* Source text
A letter rec'd from Fredk W. Wilson of Glasgow,1 encouraging me to go on & get subscribers for my "Walt Whitman,"— saying that I may announce his name as publisher, & that he will receive subscriptions,2 & announce that work in his lists.3

This afternoon I came home early & wrote off a rough draft of a circular for above purpose.

When Rhys4 comes he & I will talk it over.

Wd you be willing (I hardly dare to ask it) to send me for two yr book of addresses (sent by Express at my cost)—so I cd send out the circulars? Or shd I have to come on & copy them out of it in yr study?

I read to-day yr beautiful little poem in The Century.5 (I keep up my bibliogr. record always (in the "Whitman")]

I made a trip to the art museum recently to see Gen. C. G. Loring,6 the Director, about the bust. Will report later. Baxter7 has gone to Arizona, & left bust in my care. With heartiest love & greetings & Happy New Years I am as ever yr faithful son, & lover


Wm S. Kennedy

———

My idea is to charge $5. or a guinea for the vol. & print it in good style.

* Supplied data

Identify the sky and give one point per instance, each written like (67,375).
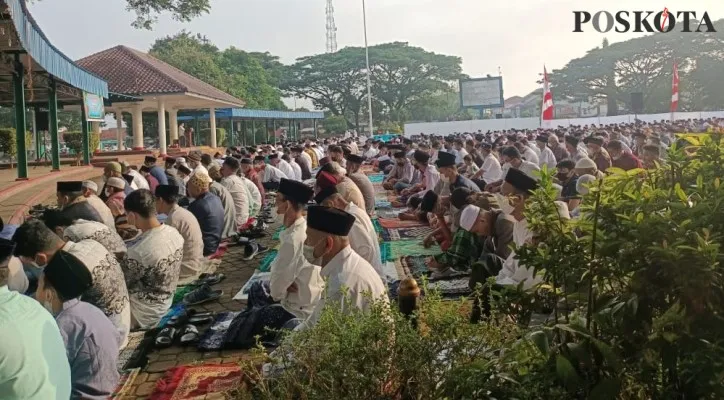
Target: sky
(518,37)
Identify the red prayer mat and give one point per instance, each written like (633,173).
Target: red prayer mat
(189,382)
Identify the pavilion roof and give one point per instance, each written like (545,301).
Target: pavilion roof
(132,72)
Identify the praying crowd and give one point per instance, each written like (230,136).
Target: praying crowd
(108,260)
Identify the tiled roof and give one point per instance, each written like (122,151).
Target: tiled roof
(129,71)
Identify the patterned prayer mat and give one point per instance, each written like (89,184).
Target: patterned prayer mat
(191,382)
(258,276)
(394,234)
(125,384)
(265,264)
(213,338)
(393,223)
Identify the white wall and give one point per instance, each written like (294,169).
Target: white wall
(446,128)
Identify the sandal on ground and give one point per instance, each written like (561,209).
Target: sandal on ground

* Tasks to complete
a) In the letter, why does the writer want the book of addresses sent to him?
b) Rewrite the letter's paragraph that begins "A letter rec'd from Fredk W. Wilson" as a short list of its main points.
c) Copy out the letter word for word, starting at "A letter rec'd" and ending at "for above purpose.".

* Expected results
a) He wants the addresses so he can send out the circulars asking for subscribers to his "Walt Whitman." Otherwise he would have to travel and copy the addresses out of the book in the recipient's study.

b)
- Fredk W. Wilson of Glasgow wrote to encourage the writer to keep gathering subscribers for his "Walt Whitman."
- The writer may announce Wilson's name as publisher.
- Wilson will receive subscriptions.
- Wilson will announce the work in his lists.

c)
A letter rec'd from Fredk W. Wilson of Glasgow,1 encouraging me to go on & get subscribers for my "Walt Whitman,"— saying that I may announce his name as publisher, & that he will receive subscriptions,2 & announce that work in his lists.3

This afternoon I came home early & wrote off a rough draft of a circular for above purpose.